SET EXERCISE: Continue the forum thread on bow blade angle, starting right after its last sentence.

# Blade angle



## nuts&bolts (Mar 25, 2005)

arrow_addiction said:


> What's a good starting point for the blade angle. Starting from scratch. Bow was shooting pretty good and I couldn't leave well enough alone. Always trying to get just a little bit more. Ended up going backwards so I'm starting over. Hopefully this time with some good advice and not just trial and error. That s*** will make you pull your hair out.


0.008 thick blade, regardless of how heavy your arrow is. Use 30-degrees to start. You WANT the weight of the arrow to SAG the blade, when at brace height. 30 degree reference is a paper triangle, 1.75-inches long on the bottom, 1-inch tall on the vertical leg.


----------



## nuts&bolts (Mar 25, 2005)

arrow_addiction said:


> What's a good starting point for the blade angle. Starting from scratch. Bow was shooting pretty good and I couldn't leave well enough alone. Always trying to get just a little bit more. Ended up going backwards so I'm starting over. Hopefully this time with some good advice and not just trial and error. That s*** will make you pull your hair out.


After you have the 0.008 blade installed, after you set the blade angle to 30 degrees, then, the next step is to really FINE TUNE blade arrow rest starting vertical position. THIS is critical. Getting blade rest height makes a HUGE difference in accuracy, in group size. So, to figure out a good starting vertical position for your blade rest, turn your bow SIDEWAYS onto a table. Set the arrow 90 degrees to the bowstring, wherever you have your d-loop.

Dataset records about object locations

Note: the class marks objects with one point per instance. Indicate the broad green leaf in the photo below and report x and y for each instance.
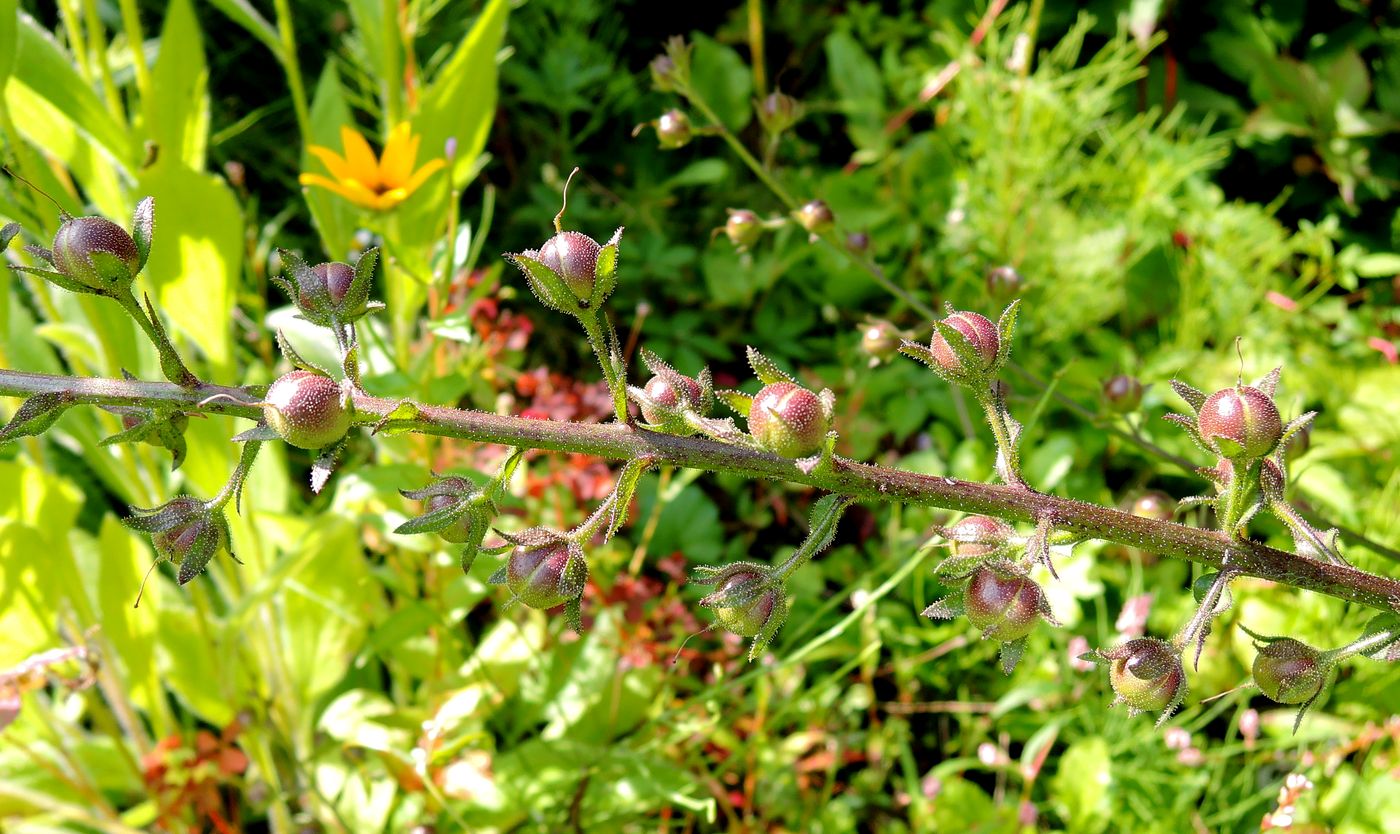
(196, 258)
(177, 109)
(45, 69)
(244, 14)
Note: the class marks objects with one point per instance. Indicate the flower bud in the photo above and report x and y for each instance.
(80, 238)
(662, 73)
(1123, 393)
(1147, 675)
(1005, 608)
(980, 333)
(779, 111)
(178, 542)
(745, 601)
(815, 217)
(881, 340)
(788, 420)
(1155, 505)
(744, 228)
(979, 535)
(1241, 423)
(307, 410)
(1004, 281)
(574, 256)
(1288, 670)
(546, 575)
(674, 130)
(664, 393)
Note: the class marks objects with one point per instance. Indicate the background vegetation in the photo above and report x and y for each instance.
(1165, 178)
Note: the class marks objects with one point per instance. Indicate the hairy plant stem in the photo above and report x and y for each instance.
(844, 477)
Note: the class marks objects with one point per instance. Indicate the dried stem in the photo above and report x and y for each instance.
(844, 477)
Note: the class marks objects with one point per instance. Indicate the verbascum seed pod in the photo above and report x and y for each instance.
(1241, 423)
(1147, 675)
(307, 410)
(1288, 670)
(788, 420)
(980, 333)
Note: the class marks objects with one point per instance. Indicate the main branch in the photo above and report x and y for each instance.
(846, 477)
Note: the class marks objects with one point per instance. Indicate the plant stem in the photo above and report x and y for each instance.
(605, 349)
(846, 477)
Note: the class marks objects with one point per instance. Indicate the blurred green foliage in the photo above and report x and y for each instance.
(1166, 177)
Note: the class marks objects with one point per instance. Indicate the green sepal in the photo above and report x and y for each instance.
(605, 270)
(548, 286)
(37, 414)
(766, 370)
(143, 230)
(735, 399)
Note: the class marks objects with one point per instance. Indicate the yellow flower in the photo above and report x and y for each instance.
(374, 184)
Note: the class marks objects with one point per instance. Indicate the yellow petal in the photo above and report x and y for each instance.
(422, 174)
(335, 163)
(350, 189)
(399, 154)
(363, 165)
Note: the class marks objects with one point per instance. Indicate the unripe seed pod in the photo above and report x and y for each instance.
(1154, 504)
(745, 603)
(305, 410)
(662, 73)
(1288, 670)
(1003, 608)
(546, 575)
(1145, 673)
(744, 228)
(674, 129)
(335, 277)
(977, 329)
(574, 256)
(178, 542)
(664, 393)
(815, 216)
(788, 420)
(1004, 281)
(1241, 423)
(879, 339)
(1123, 393)
(459, 531)
(79, 238)
(979, 535)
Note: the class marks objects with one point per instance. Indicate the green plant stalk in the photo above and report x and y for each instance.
(1008, 449)
(289, 63)
(604, 350)
(846, 477)
(171, 364)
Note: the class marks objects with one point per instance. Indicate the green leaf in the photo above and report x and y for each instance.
(1081, 785)
(42, 67)
(198, 259)
(255, 24)
(177, 107)
(723, 80)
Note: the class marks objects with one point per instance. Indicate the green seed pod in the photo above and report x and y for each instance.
(977, 329)
(574, 256)
(1288, 670)
(546, 575)
(80, 238)
(307, 410)
(1004, 608)
(1147, 673)
(1241, 423)
(788, 420)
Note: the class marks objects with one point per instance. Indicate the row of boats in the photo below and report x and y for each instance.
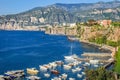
(51, 70)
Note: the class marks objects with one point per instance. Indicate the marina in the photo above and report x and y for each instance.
(48, 61)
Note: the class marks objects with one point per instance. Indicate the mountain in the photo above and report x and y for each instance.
(69, 13)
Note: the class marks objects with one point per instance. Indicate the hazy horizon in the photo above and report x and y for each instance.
(14, 7)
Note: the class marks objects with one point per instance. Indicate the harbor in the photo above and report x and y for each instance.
(68, 61)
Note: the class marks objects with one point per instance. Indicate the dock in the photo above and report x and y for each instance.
(88, 59)
(96, 54)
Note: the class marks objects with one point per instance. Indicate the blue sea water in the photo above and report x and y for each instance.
(27, 49)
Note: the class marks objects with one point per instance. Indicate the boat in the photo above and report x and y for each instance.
(64, 76)
(43, 68)
(78, 69)
(83, 73)
(56, 72)
(94, 61)
(71, 57)
(33, 78)
(2, 77)
(67, 67)
(53, 65)
(15, 74)
(56, 78)
(32, 71)
(71, 78)
(59, 62)
(74, 70)
(79, 75)
(47, 75)
(96, 65)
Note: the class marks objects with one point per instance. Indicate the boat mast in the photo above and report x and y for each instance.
(71, 49)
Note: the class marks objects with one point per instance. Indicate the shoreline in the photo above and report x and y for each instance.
(103, 47)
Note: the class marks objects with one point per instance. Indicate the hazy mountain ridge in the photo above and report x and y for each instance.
(69, 13)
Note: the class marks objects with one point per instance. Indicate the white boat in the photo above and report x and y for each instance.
(43, 68)
(53, 65)
(56, 78)
(47, 75)
(95, 65)
(88, 64)
(33, 78)
(71, 78)
(79, 75)
(32, 71)
(67, 67)
(94, 61)
(78, 69)
(83, 73)
(74, 70)
(64, 76)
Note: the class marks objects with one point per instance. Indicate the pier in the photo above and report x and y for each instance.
(88, 59)
(96, 54)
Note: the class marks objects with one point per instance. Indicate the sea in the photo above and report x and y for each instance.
(27, 49)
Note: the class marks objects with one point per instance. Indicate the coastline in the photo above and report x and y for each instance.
(103, 47)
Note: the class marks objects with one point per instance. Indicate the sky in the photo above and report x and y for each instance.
(17, 6)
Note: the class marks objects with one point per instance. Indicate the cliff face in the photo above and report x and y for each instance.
(66, 13)
(70, 31)
(112, 34)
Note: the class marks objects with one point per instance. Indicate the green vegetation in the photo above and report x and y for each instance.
(112, 43)
(99, 74)
(99, 39)
(80, 30)
(116, 24)
(117, 64)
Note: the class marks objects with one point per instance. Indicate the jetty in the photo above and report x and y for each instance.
(96, 54)
(88, 60)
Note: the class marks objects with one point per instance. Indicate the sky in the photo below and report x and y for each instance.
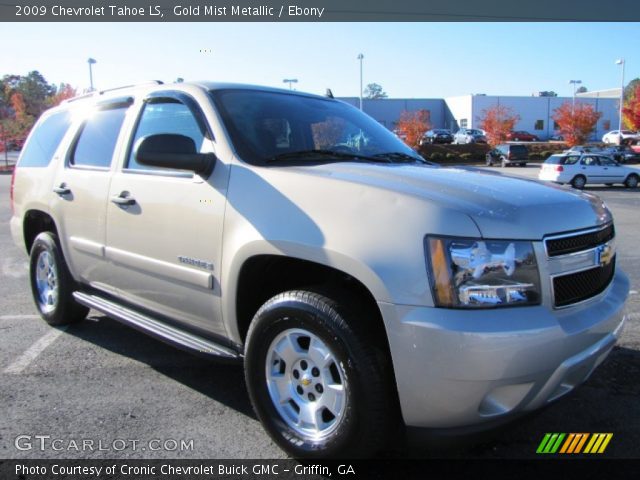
(409, 60)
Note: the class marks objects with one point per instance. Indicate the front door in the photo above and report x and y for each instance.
(164, 227)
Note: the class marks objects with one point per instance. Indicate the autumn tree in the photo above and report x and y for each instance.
(576, 122)
(413, 125)
(631, 88)
(23, 98)
(373, 91)
(498, 121)
(631, 110)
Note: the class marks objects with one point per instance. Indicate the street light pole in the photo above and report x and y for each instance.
(91, 61)
(620, 62)
(573, 102)
(360, 57)
(290, 81)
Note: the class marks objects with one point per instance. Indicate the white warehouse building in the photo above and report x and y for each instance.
(466, 111)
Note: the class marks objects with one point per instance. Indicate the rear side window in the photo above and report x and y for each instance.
(555, 160)
(97, 141)
(45, 140)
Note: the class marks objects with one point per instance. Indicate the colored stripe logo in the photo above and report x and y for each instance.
(573, 443)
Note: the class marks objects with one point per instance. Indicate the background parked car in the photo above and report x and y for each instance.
(437, 135)
(469, 135)
(577, 149)
(614, 136)
(508, 154)
(622, 154)
(587, 168)
(522, 136)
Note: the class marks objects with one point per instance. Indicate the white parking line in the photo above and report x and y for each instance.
(33, 351)
(19, 317)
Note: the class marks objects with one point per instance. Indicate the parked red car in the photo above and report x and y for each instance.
(522, 136)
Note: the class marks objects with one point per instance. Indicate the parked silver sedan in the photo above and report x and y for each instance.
(587, 168)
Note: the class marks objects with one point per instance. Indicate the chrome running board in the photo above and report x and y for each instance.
(156, 328)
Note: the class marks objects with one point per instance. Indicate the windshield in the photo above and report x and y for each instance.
(270, 125)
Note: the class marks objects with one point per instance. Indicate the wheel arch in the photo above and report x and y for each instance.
(263, 276)
(35, 222)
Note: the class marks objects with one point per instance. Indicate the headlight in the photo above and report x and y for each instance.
(473, 273)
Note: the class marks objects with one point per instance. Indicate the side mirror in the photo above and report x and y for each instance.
(178, 152)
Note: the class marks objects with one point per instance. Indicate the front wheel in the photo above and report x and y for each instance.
(316, 381)
(51, 283)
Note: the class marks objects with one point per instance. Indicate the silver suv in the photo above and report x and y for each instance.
(361, 287)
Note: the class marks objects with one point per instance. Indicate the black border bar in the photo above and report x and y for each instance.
(319, 11)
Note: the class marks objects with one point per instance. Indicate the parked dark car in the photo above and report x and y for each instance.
(508, 154)
(437, 135)
(622, 154)
(522, 136)
(469, 135)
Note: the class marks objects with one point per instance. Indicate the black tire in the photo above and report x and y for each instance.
(58, 307)
(631, 181)
(578, 182)
(361, 367)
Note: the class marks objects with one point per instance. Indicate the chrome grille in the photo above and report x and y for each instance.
(577, 243)
(576, 287)
(582, 264)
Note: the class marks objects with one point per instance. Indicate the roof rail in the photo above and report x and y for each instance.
(102, 92)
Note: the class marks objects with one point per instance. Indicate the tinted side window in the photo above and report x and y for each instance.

RIGHT ANSWER:
Get the arrow parallel to the extension arm on your target sight. Then, with your blade rest BOTTOMED out, start working the micro adjust for vertical movement of the blade rest, to get the blade to just BARELY kiss the sides of the arrow tube.



Closer...get it a little closer.



Perfect.

So, how much does the 0.008 blade sag with the bow vertical? THIS much sag.



Won't the arrow DRILL into the ground? Nope. Cuz, the vanes will LIFT up the arrow to level flight, when you aim at a shoulder height target. The blade tips just BARELY touch the arrow, providing very very gentle guidance.



HOW much did I have to move the blade rest vertical adjustment to get this group? 4 thousandths of an inch. Yup, about the thickness of a sheet of paper. I have a micro adjust on my blade rest, where each click moves the blade rest 0.002-inches.


----------



## nuts&bolts (Mar 25, 2005)

arrow_addiction said:


> What's a good starting point for the blade angle. Starting from scratch. Bow was shooting pretty good and I couldn't leave well enough alone. Always trying to get just a little bit more. Ended up going backwards so I'm starting over. Hopefully this time with some good advice and not just trial and error. That s*** will make you pull your hair out.


So, if your blade rest does not have a micro adjust, and you just eyeball the height of the arrow rest, and move the blade rest up or down 1/16th inch at a time, you will blow past the sweet spot of the blade rest, every time, you move up or down on the blade rest. So, what happens when you use a blade rest that is TOO thick? THIS happens every single time.





BUT BUT BUT, this guy was using the 0.010 blade thickness, cuz that's what the manufacturer of the blade recommends. Yup. Fletched arrows are smacking together at 20 yards. This guy hits 300 scores all the time, and middling level x-counts. So, what's the big deal? He wanted a HIGHER x-count. He wanted to see if he could BOOST his accuracy. Going to a 0.008 blade boosted his x-count. AFTER he learned that you need to adjust a blade rest by the thousandth of an inch, vertically, to find the sweet spot.


----------



## arrow_addiction (Nov 13, 2013)

Thank you very much. That is exactly what I needed. I actually have the. 010 on. My rest now. Lol. Might be my problem


----------



## rodneyroberts32 (Nov 17, 2008)

Alan what rest is that you are using??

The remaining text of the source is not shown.